* _Task to carry out_
Swap "segment" for "outline" throughout the listing below, changing nothing else, and leave the pictures out of your answer.
··· Data entries
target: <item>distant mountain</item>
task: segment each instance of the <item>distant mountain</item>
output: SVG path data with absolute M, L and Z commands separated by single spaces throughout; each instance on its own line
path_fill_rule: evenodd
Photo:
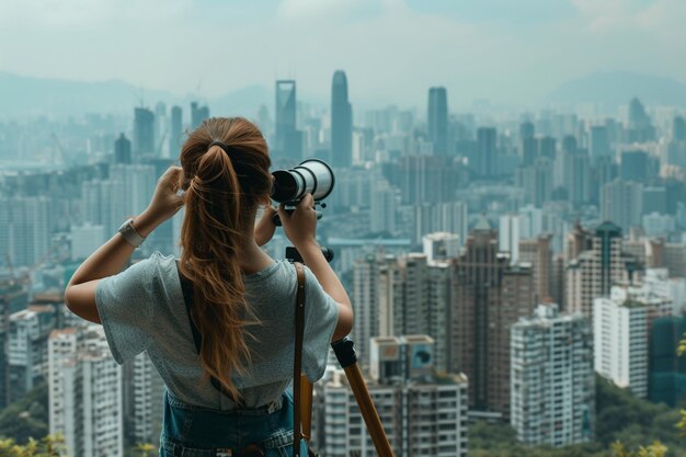
M 0 72 L 0 117 L 126 114 L 141 98 L 152 106 L 158 101 L 175 100 L 169 92 L 117 80 L 83 82 Z
M 266 88 L 251 85 L 201 103 L 209 105 L 211 115 L 255 117 L 261 104 L 272 106 L 272 98 Z M 130 116 L 141 101 L 151 108 L 158 102 L 167 103 L 168 108 L 179 104 L 184 108 L 184 117 L 190 116 L 191 96 L 142 89 L 125 81 L 83 82 L 0 72 L 0 118 L 81 116 L 84 113 Z
M 594 103 L 614 110 L 633 96 L 648 105 L 686 106 L 686 84 L 628 71 L 598 72 L 563 83 L 546 95 L 544 103 Z

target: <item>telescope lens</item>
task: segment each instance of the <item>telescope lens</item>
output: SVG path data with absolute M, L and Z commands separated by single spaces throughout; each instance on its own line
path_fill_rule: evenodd
M 272 198 L 279 203 L 298 199 L 298 195 L 305 187 L 302 176 L 299 173 L 296 174 L 290 171 L 278 170 L 272 174 L 274 176 Z
M 297 202 L 306 193 L 312 194 L 315 201 L 324 199 L 335 181 L 331 168 L 318 159 L 306 160 L 294 169 L 278 170 L 272 175 L 272 198 L 279 203 Z

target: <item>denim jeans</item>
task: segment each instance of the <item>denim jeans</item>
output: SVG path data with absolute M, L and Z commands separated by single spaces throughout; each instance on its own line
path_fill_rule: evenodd
M 164 392 L 160 457 L 237 457 L 258 445 L 264 457 L 293 456 L 293 396 L 247 410 L 219 411 L 187 404 Z M 305 441 L 300 455 L 306 457 Z

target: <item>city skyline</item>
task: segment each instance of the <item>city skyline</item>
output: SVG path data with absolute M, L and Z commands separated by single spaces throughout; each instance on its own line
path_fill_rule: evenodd
M 32 1 L 0 7 L 0 41 L 8 44 L 0 71 L 117 79 L 206 98 L 297 79 L 308 99 L 325 100 L 330 75 L 342 68 L 355 81 L 353 103 L 416 106 L 425 103 L 419 88 L 431 85 L 446 87 L 450 103 L 466 106 L 479 99 L 527 105 L 595 72 L 686 81 L 686 64 L 666 58 L 678 55 L 684 39 L 686 5 L 676 0 L 54 5 L 59 8 Z M 208 41 L 222 52 L 203 52 Z

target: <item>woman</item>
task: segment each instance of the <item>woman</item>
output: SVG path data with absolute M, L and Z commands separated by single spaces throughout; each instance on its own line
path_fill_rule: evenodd
M 167 386 L 161 456 L 290 455 L 297 276 L 260 249 L 275 230 L 266 142 L 243 118 L 211 118 L 190 134 L 180 161 L 148 208 L 81 264 L 65 301 L 103 324 L 117 363 L 148 352 Z M 135 245 L 184 205 L 181 259 L 156 252 L 119 273 Z M 278 215 L 309 267 L 302 368 L 316 381 L 353 312 L 315 241 L 312 206 L 307 195 Z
······
* _Solution_
target: <item>distant mountain</item>
task: outline each instance of the <item>distant mountain</item>
output: SVG path data with absolute M, L and Z commands separated by single spaces throughout; each instance on its own line
path_fill_rule: evenodd
Photo:
M 0 72 L 0 117 L 126 114 L 141 98 L 152 106 L 158 101 L 175 100 L 169 92 L 117 80 L 83 82 Z
M 266 88 L 251 85 L 201 103 L 209 105 L 211 115 L 255 117 L 261 104 L 272 106 L 272 98 Z M 130 116 L 141 101 L 151 108 L 158 102 L 167 103 L 168 108 L 179 104 L 184 108 L 184 117 L 190 116 L 191 96 L 142 89 L 125 81 L 83 82 L 0 72 L 0 118 L 81 116 L 84 113 Z
M 594 103 L 614 110 L 633 96 L 648 105 L 686 106 L 686 84 L 628 71 L 598 72 L 563 83 L 546 95 L 544 103 Z

target: <item>telescope lens</item>
task: outline each instance of the <item>telescope lens</item>
output: SVG path data with absolute M, L and Z commands separated by single spaces throughout; each instance on its own line
path_fill_rule: evenodd
M 272 198 L 279 203 L 298 199 L 298 195 L 305 187 L 302 176 L 299 173 L 296 174 L 290 171 L 278 170 L 272 174 L 274 176 Z
M 297 202 L 306 193 L 312 194 L 315 201 L 324 199 L 335 181 L 331 168 L 318 159 L 306 160 L 294 169 L 278 170 L 272 175 L 272 198 L 279 203 Z

target: <item>denim jeans</item>
task: outline each instance of the <item>denim jeans</item>
output: SVG path data with absolute M, L and Z commands separated by single spaces throughout; each instance on its own line
path_fill_rule: evenodd
M 164 392 L 160 457 L 237 457 L 258 445 L 264 457 L 293 456 L 293 396 L 247 410 L 219 411 L 187 404 Z M 305 441 L 300 455 L 306 457 Z

target: <item>city skyline</item>
task: outline each instance of the <item>city skyline</item>
output: SVG path data with absolute M, L and Z commands separated by single spaces throughout; each instance on its own line
path_fill_rule: evenodd
M 32 1 L 0 7 L 0 41 L 8 44 L 0 71 L 117 79 L 206 98 L 297 79 L 308 99 L 325 100 L 330 75 L 342 68 L 355 81 L 353 103 L 416 106 L 425 103 L 419 88 L 431 85 L 446 87 L 450 103 L 466 106 L 479 99 L 527 105 L 595 72 L 686 81 L 686 64 L 666 58 L 678 55 L 684 39 L 686 5 L 676 0 L 54 5 L 59 8 Z M 208 41 L 222 52 L 203 52 Z

target: <item>woman</item>
task: outline each instance of the <item>woman</item>
output: SVG path data with absolute M, L and Z commands separated by single spaces throughout; each instance on its own line
path_fill_rule: evenodd
M 167 386 L 161 456 L 290 455 L 297 276 L 260 249 L 275 230 L 266 142 L 243 118 L 211 118 L 190 134 L 180 161 L 148 208 L 81 264 L 65 301 L 103 324 L 117 363 L 148 352 Z M 135 245 L 184 205 L 181 259 L 156 252 L 119 273 Z M 278 215 L 309 267 L 302 368 L 316 381 L 353 312 L 315 241 L 312 206 L 307 195 Z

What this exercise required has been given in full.